▸ Task prompt
Can you print all of the material below line for line, without changing a single character?

>> start Source records

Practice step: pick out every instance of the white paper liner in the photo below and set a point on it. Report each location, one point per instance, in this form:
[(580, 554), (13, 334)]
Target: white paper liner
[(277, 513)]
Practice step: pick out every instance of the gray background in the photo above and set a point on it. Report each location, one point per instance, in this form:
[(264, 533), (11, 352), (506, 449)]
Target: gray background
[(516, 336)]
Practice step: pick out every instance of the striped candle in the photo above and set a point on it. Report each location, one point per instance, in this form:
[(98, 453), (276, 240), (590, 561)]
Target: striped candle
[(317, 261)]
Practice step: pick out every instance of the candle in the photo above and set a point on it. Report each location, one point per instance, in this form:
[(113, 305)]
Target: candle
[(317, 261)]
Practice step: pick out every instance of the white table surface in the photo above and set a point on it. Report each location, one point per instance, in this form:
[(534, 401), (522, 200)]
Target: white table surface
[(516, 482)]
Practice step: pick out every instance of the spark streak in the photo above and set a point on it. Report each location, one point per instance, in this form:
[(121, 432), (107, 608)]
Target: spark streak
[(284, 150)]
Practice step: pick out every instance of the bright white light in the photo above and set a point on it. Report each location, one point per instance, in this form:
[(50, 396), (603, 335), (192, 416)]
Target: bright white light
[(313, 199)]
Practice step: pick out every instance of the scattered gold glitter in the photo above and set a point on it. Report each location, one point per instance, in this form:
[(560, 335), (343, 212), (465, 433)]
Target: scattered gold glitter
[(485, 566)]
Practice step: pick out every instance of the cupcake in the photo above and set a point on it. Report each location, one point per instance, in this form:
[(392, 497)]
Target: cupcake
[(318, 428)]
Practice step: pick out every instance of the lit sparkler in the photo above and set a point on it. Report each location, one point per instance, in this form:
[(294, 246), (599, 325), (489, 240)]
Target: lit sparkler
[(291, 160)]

>> end Source records

▸ Worked solution
Practice step: pick out every instance of the white paper liner in the photo below and set a point on it. Report each location, one point per instance, in this form:
[(580, 554), (13, 334)]
Target: white paper liner
[(277, 513)]
Practice step: pick out every instance of the gray background in the photo above and set a point on it. Report each location, one point per instance, in this form:
[(264, 533), (11, 352), (506, 449)]
Target: gray background
[(516, 336)]
Practice step: pick out every instance of the striped candle in the photo above and set a point on it. Report each location, one point per instance, in this form:
[(98, 453), (276, 240), (590, 561)]
Target: striped candle
[(317, 261)]
Practice step: pick out every instance of the candle in the photo above and set a point on it. Report each location, one point per instance, in this form:
[(113, 305)]
Target: candle
[(317, 261)]
Practice step: pick out every instance of the white table surface in the photo above and set a point on it. Report each location, one point per instance, in this form:
[(534, 401), (522, 200)]
Target: white table surface
[(516, 482)]
Practice step: pick out every instance of the spark streak in the photo above and set a point on it. Report each location, one point per instance, in this form:
[(121, 432), (107, 608)]
Target: spark streak
[(284, 150)]
Practice step: pick out every instance of the bright white light in the photo above and set a point on it. Report each location, one point per instance, in this form:
[(50, 396), (603, 335), (192, 416)]
Target: bright white light
[(313, 199)]
Practice step: pick out every instance of the scattered gold glitter in the photo above and set a point on it. Report each location, one point per instance, in this form:
[(560, 335), (343, 212), (465, 433)]
Target: scattered gold glitter
[(485, 566)]
Practice step: pick out every instance of the cupcake in the photo above and set a point on it. Report each location, one point per instance, in this form:
[(392, 497)]
Target: cupcake
[(318, 428)]
Practice step: pick out every instance of the lit sparkler in the photo above and set a point on it. Report each location, one point per instance, in this form:
[(294, 246), (599, 325), (489, 240)]
Target: lit sparkler
[(291, 160)]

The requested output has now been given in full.